About this exercise
Write the entries below out again exactly, but skip the pictures.

Dataset records
= Beginning of Section =
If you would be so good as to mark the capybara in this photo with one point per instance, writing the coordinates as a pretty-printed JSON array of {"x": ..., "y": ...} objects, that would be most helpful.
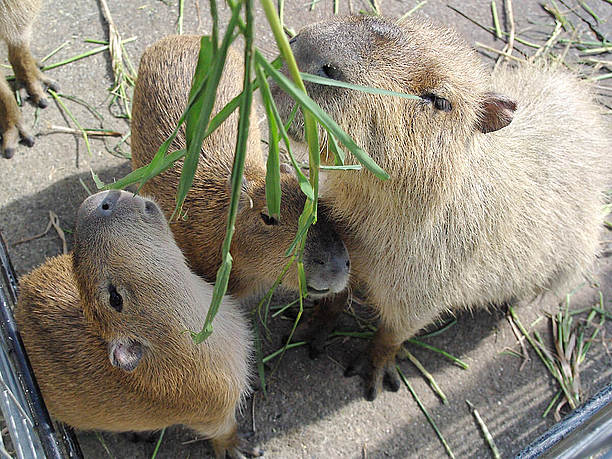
[
  {"x": 496, "y": 182},
  {"x": 16, "y": 18},
  {"x": 106, "y": 329}
]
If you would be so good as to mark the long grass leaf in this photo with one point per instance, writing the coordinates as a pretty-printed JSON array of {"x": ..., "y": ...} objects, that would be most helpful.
[
  {"x": 367, "y": 89},
  {"x": 311, "y": 106},
  {"x": 239, "y": 157},
  {"x": 194, "y": 142},
  {"x": 273, "y": 188}
]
= End of Section =
Exercise result
If you would be so good as to mark the capybara in this photo with one point per instance, writing the coordinates as a pretty-printed JSON array of {"x": ..., "y": ...} objects, that would be most helpful.
[
  {"x": 496, "y": 182},
  {"x": 16, "y": 18},
  {"x": 106, "y": 329}
]
If you would be so good as to mark the long grass leaf in this photo with one point per instance, writing the coordinates as a pretty-printed JSON array of {"x": ..., "y": ...} objects, that would be most helpful.
[
  {"x": 367, "y": 89},
  {"x": 311, "y": 106},
  {"x": 239, "y": 157},
  {"x": 194, "y": 142},
  {"x": 273, "y": 188}
]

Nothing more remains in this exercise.